To do: Each record in the listing below is to be duplicated exactly.
Top of Input records
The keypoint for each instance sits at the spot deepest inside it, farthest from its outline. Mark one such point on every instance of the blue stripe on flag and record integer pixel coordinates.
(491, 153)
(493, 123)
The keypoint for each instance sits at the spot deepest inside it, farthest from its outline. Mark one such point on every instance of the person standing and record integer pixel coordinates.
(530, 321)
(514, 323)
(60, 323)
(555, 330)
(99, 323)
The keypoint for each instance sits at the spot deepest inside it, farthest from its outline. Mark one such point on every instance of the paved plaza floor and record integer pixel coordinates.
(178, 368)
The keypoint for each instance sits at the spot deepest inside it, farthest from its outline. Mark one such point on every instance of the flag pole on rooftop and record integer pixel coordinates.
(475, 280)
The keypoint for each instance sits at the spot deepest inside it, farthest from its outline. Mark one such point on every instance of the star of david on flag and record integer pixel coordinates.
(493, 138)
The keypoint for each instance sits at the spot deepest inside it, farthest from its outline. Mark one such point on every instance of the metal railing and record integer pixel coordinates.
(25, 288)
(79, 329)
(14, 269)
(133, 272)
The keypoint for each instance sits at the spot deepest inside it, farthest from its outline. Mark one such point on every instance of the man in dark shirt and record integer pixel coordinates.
Bottom of Input records
Expected answer:
The keypoint for each instance sits at the spot deepest inside it, farthest from its outline. Mark one such point on every instance of the blue stripe on flag and record integer pixel coordinates.
(491, 153)
(493, 123)
The keypoint for each instance sits at the spot deepest inside it, farthest from its outline. Mark one such point on every instance of the person standing and record integer pixel coordinates.
(530, 321)
(514, 323)
(60, 323)
(555, 330)
(99, 323)
The keypoint for each instance sits at the spot deepest inside it, farthest from its outline. Mark one such point on every instance of the paved plaza floor and record integer pixel coordinates.
(178, 368)
The keypoint for each instance sits at the spot deepest inside it, farthest from its outline. Mark one such point on every instance of the flag pole on rooftop and record integer pixel coordinates.
(475, 280)
The keypoint for each instance sits at the spot deepest inside it, farthest from its outline. Mark one such point on every instance of the star of david on flag and record integer pixel coordinates.
(493, 138)
The keypoint for each instance sits at the spot deepest inside it, farthest from its outline. Mark one such point on every instance of the metal railing and record integer pixel coordinates.
(25, 288)
(79, 329)
(14, 269)
(133, 272)
The keypoint for each instance sits at the spot deepest inside it, farthest from its outline. Mark one such point on every instance of the man in dark shirt and record integer pixel coordinates.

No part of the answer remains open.